### Task statement
Please list everything that, according to the text on Lal Ded, she freed mysticism from being bound to.

### Text provided

START

The unique, simple-devotional character of her saadhana helped enable spiritualism as commonplace and household, for posterity. By ridding Shaivism of customary ritualisms and fringe practices, she made it readily accessible and universal in appeal. Her practice replaced esotericism with devout emotion.

While Lal Ded was stylised independently and varyingly by each community, she was simultaneously co-existed as the Lalla Yogini to the Hindus and the Lal’arifa to the Muslims; But both affectionately referred to her as Lal ‘Ded’ (Lal Granny); That precisely makes it all the more grave a misfortune that in contemporary reality, these connotations are increasingly intercompeting and undoing the very inherent underlying unity of spiritualism that Lal Ded strived to expose. Her single greatest prowess lay in being able to broad-mindedly entertain any depiction, portrayal and attribute ascribed to the formless deity, and visualising the abstract Almighty in every deed and manifestation. She was perhaps the first figure to effectively and popularly, reconcile Abrahamic and monotheistic Dharmic beliefs.

Though most ascetics belonging the Shaivite esotericist order were digambar (lit. sky-clad) , i.e. went fully naked, extending the paradigm to nuns i.e. yoginis, a rarity in the first place, was grossly unimaginable and considered a heinous thought: a unanimous double standard that conflicted with the ideological prescriptions of the sect’s philosophy. Lalla, against fierce objection, calmly but inflexibly, adopted and committed herself to this sign of utmost devotion and renunciation, both metaphorically and materially. She deemed it an essential prerequisite, a necessity of austerity.

Lal Ded single-handedly rid mysticism of bearing privy to a particular creed, community or language, or even faith, and helped fashion Shaivism into a syncretic, all-embracing, queerness-welcoming sect.

Lore has it that, such was her repute, aura and immaculate knowledge, that despite the sheer cultural shock incurred by her defiant act, none, not even the most vocal of opponents dared practically act against her. Streetsfolk would often leer and pass jibes at her, as she passed, but in every instance, her stoic self-consummation and indifference, besides unyielding adherence to her choice of renunciation and inadvertently nonconformist naturalism, would causes the chastising, the mocking and the rebutting to subside in mere moments, and critics to disperse, having received no audience in unheeding ears.

END

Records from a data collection
START

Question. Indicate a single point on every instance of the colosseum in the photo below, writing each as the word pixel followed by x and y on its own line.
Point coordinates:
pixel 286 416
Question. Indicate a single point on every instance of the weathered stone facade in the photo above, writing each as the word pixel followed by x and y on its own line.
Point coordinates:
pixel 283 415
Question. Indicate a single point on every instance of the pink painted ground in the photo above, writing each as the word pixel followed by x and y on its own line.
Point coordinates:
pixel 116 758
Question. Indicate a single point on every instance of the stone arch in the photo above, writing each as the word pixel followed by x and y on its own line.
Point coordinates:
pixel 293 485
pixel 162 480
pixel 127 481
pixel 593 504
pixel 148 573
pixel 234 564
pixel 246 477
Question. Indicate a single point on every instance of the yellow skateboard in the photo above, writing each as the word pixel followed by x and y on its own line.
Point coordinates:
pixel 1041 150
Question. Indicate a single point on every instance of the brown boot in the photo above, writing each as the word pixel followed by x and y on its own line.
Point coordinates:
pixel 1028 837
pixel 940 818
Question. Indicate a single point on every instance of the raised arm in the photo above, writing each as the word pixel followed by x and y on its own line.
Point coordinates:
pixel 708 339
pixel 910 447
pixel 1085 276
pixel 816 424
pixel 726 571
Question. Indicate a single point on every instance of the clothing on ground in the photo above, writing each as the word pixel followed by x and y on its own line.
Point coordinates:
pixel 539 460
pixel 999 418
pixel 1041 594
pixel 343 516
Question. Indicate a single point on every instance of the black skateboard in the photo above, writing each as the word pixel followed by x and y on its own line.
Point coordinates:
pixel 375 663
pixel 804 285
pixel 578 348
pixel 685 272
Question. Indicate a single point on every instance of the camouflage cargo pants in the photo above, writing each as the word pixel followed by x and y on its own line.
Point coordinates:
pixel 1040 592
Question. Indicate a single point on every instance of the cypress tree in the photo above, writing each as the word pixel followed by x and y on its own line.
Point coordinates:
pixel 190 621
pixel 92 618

END

### Result of the exercise
- A particular creed
- A particular community
- A particular language
- A particular faith